** START OF Provided passage **

DESERT HOT SPRINGS

 

                                  PHOTO FROM THE MIRACLE SPRINGS WEBSITE

 

 

Last Wednesday, my husband, Bob, and I set out for a relaxing 3-day vacation at the Miracle Springs Resort and Spa just outside of Palm Springs. Relaxing being the operative word…no Mardi Gras high-jinks this time, sorry, folks.

WEDNESDAY


On the way out, we stopped at the Ontario Mills Outlet. By the time my shopping orgy was complete, all the restaurants were closed. We didn’t think we could make it to the Wheel Inn at Cabazon before starving to death. Considering the fact that the last time we went to the Wheel Inn, the waitress had her thumb stuck in my slice of pie, we weren’t that keen on it anyways. We drove around and the only thing open was an Applebee’s. Now I had never been to an Applebee’s. I had no idea what was in store for me. It was like they took everything “American”, the concepts of wholesome food, cozy diners, and patriotic neighborhood barbecues, and put them into a giant grinder, to which they added enough plastic fillers to churn out the restaurant equivalent of a Chicken McNugget.

** END OF Provided passage **
** START OF Records shown **

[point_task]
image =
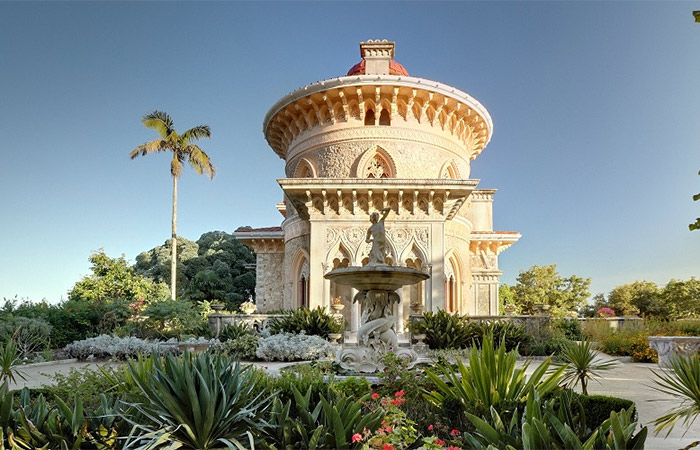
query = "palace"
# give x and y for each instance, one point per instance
(372, 139)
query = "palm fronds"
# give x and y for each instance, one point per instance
(581, 364)
(682, 383)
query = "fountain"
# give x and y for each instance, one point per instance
(376, 284)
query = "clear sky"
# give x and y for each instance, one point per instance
(596, 110)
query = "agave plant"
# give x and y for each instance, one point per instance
(682, 383)
(549, 425)
(308, 321)
(201, 402)
(491, 380)
(581, 364)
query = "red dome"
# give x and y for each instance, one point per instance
(394, 69)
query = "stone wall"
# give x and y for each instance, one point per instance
(269, 281)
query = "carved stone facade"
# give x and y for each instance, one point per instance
(373, 139)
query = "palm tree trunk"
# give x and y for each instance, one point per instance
(173, 260)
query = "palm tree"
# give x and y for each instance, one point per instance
(183, 150)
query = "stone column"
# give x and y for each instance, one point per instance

** END OF Records shown **

* Tasks
A – Answer these questions using the Desert Hot Springs travel post, one answer per line:
(i) How many days was the vacation meant to last?
(ii) Where did the couple stop on the way out?
(iii) What was the only restaurant they found open?
B – List every business named in the Desert Hot Springs travel post.
C – Continue the Desert Hot Springs travel post, picking up right after its final sentence about Applebee's.
The stored items can be left aside.

* Responses to the exercise
A –
(i) Three days
(ii) The Ontario Mills Outlet
(iii) An Applebee's

B –
Miracle Springs Resort and Spa
Ontario Mills Outlet
Wheel Inn
Applebee's

C –
We were comforted by the warm waters once we arrived at the hot springs. The courtyard at Miracle Springs is perfectly landscaped to enhance the privacy of the individual hot tubs, so you feel like you are all alone with the swaying palm trees and warm desert breeze. The rooms are more like a Motel 6 with room service, but the courtyard is 4-star. We ordered breakfast Thursday morning, not expecting much, and were blown away. Their eggs benedict used real Holland rusks, and they hit a home run with the always difficult hollandaise. It was perfectly rich and just slightly lemony. The biscuits and gravy had super fluffy biscuits, sprinkled with a handful of sausage and blanketed with a gravy of pure velvet. If they filled up one of those hot tubs with that gravy I would probably climb in and never leave.

THURSDAY


Thursday afternoon we decided to have stone massages in their spa. My masseuse beat the living crap out of me. As I gingerly sank into a hot tub with Bob, I asked him about his massage. He said, “It was fine, but she kept talking to me like we were in the Lord of the Rings, like, “…as you continue on your journey, you see some friends and stop to play. But they go off to swim and you know you must continue your journey alone. These stones I am putting between your toes will help you along this journey…” So maybe I was not the unlucky one in the masseuse lottery, suffering only a mild beating.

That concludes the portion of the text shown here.